Pointing dataset records:
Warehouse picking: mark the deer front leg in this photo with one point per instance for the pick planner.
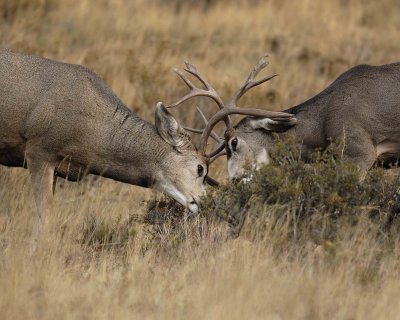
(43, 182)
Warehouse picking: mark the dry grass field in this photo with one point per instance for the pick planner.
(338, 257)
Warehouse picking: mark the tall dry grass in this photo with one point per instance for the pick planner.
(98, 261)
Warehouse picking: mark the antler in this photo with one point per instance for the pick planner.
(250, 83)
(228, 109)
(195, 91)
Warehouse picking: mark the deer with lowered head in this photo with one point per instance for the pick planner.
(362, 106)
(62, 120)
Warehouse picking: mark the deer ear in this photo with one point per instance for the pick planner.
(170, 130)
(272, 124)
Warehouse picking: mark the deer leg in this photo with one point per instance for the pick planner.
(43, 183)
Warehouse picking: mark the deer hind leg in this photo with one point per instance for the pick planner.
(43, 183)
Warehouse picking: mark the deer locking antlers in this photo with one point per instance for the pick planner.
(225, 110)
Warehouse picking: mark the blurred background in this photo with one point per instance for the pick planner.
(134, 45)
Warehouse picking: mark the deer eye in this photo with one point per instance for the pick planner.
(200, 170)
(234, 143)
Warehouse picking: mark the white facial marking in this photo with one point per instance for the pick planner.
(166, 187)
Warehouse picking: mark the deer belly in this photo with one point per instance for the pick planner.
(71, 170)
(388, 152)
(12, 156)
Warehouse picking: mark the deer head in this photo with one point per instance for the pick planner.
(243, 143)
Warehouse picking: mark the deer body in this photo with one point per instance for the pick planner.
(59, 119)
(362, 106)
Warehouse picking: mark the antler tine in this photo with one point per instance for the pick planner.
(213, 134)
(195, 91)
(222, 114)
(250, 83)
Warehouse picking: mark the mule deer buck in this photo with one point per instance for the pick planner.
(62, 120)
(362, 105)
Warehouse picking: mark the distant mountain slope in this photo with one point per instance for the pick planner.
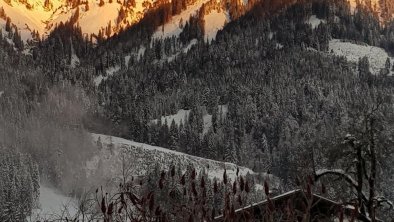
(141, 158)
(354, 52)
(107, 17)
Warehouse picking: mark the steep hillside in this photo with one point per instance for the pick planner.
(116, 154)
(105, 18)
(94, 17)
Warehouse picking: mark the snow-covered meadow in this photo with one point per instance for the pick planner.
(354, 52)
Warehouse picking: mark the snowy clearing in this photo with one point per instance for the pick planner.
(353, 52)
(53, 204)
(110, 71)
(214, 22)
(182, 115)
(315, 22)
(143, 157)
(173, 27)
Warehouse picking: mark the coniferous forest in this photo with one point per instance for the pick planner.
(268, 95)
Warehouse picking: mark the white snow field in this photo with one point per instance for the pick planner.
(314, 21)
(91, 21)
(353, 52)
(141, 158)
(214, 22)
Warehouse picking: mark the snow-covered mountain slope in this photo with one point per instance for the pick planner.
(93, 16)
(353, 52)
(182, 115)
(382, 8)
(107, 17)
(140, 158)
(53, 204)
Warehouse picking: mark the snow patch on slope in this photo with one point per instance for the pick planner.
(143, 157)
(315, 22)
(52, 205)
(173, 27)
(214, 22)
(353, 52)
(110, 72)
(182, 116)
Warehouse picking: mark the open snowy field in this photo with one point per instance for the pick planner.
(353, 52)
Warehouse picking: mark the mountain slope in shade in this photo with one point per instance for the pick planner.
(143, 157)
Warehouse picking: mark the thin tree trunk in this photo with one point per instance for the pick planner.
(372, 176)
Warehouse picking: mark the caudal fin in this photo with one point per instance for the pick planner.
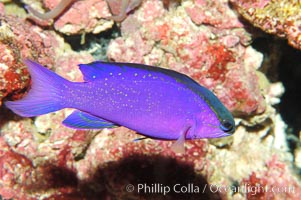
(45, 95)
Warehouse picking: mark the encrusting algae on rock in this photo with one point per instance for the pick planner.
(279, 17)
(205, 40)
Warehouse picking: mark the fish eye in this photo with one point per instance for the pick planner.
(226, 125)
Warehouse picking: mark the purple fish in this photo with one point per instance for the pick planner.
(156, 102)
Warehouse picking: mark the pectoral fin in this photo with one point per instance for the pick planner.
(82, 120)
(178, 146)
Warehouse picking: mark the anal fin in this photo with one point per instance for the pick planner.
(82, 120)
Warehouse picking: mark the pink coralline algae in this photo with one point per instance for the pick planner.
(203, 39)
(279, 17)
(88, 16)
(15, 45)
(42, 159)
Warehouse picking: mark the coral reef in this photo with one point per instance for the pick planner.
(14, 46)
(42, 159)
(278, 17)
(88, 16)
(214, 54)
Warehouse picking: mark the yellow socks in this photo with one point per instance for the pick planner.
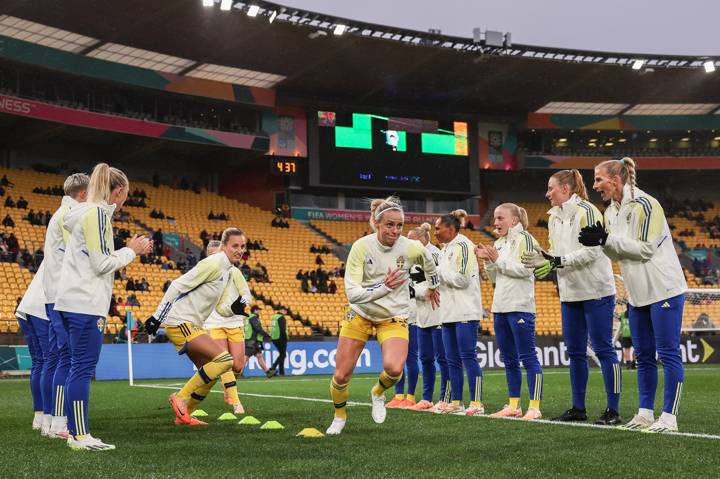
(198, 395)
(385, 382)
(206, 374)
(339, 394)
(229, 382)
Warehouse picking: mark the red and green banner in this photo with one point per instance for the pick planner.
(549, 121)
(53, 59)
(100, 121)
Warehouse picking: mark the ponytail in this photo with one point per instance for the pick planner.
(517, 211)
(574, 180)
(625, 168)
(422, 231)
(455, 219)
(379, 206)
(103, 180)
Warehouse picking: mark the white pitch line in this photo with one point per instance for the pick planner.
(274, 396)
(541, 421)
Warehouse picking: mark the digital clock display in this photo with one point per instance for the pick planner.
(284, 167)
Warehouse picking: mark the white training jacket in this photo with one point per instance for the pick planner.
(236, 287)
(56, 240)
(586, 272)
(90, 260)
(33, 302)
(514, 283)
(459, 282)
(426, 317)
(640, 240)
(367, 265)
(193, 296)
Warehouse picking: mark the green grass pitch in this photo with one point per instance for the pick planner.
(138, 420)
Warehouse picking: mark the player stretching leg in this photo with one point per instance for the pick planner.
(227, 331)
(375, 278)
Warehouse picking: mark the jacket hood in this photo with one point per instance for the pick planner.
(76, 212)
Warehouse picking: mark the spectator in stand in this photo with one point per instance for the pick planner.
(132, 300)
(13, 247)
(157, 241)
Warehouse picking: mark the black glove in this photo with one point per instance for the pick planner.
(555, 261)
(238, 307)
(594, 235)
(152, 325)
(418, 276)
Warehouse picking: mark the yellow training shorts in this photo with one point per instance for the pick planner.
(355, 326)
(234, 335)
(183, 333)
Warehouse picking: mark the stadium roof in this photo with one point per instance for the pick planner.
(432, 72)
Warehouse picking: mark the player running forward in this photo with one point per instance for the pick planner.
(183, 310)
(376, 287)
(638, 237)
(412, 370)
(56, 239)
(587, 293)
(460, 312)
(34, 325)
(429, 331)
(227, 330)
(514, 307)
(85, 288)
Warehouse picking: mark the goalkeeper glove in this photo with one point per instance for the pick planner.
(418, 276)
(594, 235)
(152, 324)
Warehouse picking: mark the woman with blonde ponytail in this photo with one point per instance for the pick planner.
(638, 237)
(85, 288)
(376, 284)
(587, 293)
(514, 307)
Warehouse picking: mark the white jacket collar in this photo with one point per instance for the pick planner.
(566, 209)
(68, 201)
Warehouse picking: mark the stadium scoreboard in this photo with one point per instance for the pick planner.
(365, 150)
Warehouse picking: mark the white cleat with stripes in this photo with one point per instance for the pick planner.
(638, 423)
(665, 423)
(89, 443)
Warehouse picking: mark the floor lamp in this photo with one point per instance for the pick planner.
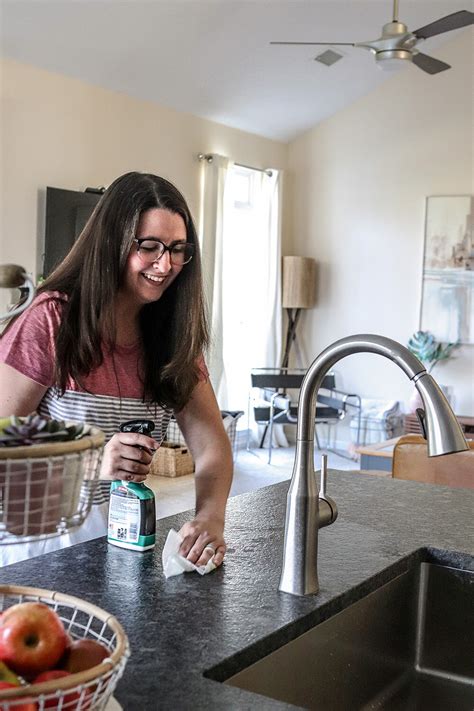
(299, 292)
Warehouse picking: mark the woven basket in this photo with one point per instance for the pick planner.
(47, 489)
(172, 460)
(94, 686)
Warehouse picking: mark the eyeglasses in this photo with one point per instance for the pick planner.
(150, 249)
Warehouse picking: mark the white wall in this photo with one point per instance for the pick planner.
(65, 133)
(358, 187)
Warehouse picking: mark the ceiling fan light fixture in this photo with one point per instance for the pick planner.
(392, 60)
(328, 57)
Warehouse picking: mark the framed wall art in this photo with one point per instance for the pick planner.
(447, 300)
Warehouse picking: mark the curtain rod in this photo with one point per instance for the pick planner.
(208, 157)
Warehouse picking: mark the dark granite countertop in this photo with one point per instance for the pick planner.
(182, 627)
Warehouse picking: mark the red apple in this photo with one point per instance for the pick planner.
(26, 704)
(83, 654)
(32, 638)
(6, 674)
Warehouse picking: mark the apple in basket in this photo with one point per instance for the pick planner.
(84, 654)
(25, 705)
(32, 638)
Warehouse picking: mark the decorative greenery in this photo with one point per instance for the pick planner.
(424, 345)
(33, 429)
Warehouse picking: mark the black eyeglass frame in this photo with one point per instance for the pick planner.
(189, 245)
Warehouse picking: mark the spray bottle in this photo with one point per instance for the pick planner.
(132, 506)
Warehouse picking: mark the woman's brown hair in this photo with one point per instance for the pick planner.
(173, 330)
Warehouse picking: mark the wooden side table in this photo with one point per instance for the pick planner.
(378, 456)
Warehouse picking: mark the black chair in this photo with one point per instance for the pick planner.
...
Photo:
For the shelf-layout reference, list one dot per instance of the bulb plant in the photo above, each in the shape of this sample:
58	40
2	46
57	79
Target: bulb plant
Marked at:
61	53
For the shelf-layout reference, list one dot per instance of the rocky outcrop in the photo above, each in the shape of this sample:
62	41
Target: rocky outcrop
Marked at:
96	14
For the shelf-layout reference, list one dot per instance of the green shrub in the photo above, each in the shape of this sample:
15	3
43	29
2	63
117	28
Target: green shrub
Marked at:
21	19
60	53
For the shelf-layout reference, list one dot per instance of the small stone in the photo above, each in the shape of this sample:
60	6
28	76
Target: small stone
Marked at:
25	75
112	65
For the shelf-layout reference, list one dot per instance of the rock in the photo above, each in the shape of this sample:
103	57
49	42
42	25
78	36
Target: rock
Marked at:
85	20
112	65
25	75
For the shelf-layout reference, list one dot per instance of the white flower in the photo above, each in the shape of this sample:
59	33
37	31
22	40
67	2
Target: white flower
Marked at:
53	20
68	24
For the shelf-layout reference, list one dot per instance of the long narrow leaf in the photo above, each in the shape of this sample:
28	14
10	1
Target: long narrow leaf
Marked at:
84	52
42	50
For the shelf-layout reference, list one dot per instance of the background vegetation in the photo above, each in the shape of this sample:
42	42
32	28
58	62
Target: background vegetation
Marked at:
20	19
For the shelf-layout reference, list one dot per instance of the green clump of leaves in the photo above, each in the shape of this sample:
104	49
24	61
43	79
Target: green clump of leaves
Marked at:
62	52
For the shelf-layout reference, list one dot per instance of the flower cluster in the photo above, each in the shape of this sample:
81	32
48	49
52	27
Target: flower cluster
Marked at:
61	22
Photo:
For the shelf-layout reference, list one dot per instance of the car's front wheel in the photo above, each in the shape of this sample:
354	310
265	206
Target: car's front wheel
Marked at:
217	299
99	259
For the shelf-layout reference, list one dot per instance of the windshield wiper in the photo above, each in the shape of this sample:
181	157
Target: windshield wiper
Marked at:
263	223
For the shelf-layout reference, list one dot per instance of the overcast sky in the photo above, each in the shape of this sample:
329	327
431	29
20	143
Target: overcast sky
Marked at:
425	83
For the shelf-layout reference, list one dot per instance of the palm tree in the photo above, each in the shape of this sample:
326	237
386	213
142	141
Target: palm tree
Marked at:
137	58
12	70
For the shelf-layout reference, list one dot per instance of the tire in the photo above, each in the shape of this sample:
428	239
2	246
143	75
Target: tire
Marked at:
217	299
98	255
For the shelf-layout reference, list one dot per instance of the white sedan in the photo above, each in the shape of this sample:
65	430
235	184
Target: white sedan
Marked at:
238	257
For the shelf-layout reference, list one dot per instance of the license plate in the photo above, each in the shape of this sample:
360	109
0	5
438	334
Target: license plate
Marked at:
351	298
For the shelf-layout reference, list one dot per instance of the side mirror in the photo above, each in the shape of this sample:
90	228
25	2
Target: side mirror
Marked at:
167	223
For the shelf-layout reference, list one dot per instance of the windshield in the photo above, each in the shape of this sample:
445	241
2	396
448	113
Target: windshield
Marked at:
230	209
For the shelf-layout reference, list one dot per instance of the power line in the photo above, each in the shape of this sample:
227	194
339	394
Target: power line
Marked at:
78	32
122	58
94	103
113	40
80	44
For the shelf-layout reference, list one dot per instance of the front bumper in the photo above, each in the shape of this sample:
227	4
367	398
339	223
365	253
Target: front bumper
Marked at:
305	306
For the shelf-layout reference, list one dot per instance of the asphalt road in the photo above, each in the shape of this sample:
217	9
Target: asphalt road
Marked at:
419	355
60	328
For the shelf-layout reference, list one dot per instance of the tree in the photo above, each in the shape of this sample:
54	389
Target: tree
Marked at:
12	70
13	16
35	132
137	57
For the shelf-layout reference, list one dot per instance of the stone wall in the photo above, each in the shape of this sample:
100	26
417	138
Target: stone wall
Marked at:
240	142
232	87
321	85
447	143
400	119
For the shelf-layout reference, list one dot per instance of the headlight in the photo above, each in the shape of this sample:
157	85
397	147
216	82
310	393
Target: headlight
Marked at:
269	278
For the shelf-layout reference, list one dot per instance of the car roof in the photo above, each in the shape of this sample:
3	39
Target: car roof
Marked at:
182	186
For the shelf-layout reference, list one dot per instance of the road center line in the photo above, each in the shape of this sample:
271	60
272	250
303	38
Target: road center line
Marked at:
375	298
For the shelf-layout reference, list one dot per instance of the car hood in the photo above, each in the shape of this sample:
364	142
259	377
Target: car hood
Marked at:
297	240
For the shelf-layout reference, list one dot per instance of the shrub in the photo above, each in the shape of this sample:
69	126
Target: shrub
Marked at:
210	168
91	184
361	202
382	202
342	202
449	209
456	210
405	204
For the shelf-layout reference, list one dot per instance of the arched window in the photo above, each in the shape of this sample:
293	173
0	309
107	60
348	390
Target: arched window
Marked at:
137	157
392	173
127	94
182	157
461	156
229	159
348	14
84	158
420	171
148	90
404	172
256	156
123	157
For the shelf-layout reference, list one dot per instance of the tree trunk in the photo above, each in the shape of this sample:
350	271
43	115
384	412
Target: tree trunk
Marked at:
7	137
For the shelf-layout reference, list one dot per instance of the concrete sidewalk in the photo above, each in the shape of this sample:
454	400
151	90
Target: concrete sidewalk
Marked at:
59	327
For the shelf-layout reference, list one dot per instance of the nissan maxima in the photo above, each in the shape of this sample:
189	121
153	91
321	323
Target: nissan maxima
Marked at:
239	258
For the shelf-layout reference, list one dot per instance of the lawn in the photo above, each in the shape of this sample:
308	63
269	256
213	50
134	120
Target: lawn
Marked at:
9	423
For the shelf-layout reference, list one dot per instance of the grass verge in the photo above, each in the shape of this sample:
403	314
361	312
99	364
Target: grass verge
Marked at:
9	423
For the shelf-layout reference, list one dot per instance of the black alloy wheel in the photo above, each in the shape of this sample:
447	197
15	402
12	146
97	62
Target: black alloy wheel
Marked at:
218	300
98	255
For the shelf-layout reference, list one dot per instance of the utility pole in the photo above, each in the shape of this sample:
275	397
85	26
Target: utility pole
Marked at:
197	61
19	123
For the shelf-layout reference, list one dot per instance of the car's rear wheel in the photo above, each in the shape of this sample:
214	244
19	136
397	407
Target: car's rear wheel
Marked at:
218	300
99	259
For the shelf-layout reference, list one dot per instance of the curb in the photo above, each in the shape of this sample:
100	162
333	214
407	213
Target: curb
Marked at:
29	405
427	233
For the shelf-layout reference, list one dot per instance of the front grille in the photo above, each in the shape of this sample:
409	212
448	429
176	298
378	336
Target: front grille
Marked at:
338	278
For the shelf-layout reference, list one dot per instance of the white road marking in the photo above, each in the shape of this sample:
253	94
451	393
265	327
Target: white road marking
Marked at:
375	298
==
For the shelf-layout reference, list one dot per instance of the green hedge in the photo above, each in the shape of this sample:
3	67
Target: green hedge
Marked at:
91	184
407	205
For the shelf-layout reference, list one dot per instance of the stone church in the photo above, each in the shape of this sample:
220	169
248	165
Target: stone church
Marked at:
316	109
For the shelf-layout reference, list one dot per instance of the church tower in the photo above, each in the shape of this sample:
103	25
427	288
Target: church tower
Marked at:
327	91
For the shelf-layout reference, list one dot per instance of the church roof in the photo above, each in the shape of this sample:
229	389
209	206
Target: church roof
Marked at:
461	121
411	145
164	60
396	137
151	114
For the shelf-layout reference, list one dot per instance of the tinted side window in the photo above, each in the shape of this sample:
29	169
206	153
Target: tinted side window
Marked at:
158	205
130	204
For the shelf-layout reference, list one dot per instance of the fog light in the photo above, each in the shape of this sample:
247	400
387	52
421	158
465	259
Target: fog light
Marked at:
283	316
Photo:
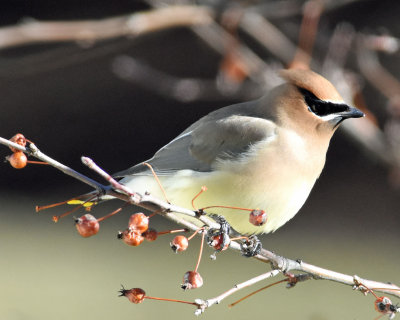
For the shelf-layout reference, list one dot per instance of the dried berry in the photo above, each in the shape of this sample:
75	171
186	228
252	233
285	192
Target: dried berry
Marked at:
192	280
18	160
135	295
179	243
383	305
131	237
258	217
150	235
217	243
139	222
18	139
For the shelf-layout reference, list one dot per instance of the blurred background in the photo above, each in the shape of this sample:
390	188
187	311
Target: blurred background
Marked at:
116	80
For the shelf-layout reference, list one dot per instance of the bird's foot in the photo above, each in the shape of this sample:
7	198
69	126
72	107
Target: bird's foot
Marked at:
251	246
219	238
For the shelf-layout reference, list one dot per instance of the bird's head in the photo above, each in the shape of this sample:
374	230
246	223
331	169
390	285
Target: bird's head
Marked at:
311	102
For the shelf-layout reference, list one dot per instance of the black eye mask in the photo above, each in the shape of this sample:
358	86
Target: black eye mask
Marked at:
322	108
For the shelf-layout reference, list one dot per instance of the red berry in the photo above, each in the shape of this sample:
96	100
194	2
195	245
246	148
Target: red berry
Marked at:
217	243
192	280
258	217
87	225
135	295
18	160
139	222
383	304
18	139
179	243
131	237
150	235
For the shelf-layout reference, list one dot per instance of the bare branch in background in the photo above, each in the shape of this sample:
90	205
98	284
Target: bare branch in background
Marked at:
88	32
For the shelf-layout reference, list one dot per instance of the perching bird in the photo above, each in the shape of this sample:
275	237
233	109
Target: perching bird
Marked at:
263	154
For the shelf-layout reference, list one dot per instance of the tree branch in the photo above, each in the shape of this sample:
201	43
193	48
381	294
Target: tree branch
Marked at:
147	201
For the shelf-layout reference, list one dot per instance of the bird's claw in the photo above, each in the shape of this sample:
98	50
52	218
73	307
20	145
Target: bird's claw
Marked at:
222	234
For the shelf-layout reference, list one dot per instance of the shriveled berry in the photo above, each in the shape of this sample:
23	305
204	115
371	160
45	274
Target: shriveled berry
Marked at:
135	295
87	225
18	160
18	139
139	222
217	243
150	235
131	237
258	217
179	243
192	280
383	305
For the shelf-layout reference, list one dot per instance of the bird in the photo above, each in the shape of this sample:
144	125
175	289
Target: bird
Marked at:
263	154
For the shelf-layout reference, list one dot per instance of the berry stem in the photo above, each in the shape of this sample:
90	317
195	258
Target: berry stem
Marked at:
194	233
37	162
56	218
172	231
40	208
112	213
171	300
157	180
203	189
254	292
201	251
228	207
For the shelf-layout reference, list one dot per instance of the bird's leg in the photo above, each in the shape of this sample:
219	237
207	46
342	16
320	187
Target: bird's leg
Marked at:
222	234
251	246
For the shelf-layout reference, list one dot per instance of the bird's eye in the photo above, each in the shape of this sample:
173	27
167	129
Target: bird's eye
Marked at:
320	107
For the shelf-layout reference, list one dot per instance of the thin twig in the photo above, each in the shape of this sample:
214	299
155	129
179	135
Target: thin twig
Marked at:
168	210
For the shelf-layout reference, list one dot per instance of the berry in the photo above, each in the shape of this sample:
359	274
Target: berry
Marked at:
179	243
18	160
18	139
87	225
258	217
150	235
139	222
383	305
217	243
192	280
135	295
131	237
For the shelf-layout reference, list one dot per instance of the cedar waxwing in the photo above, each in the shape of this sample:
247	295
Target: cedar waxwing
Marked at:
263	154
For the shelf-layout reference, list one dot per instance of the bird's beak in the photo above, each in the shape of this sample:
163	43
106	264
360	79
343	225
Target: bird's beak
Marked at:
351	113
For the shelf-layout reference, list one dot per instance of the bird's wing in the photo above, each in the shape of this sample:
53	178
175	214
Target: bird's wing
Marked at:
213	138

### Short exercise
Can you return each line of the items above that contains the word "long"?

### The answer
For the shelf-layout reference, list one dot per instance of the long narrow leaf in the photo above, each in the shape of this sample:
Target: long narrow leaf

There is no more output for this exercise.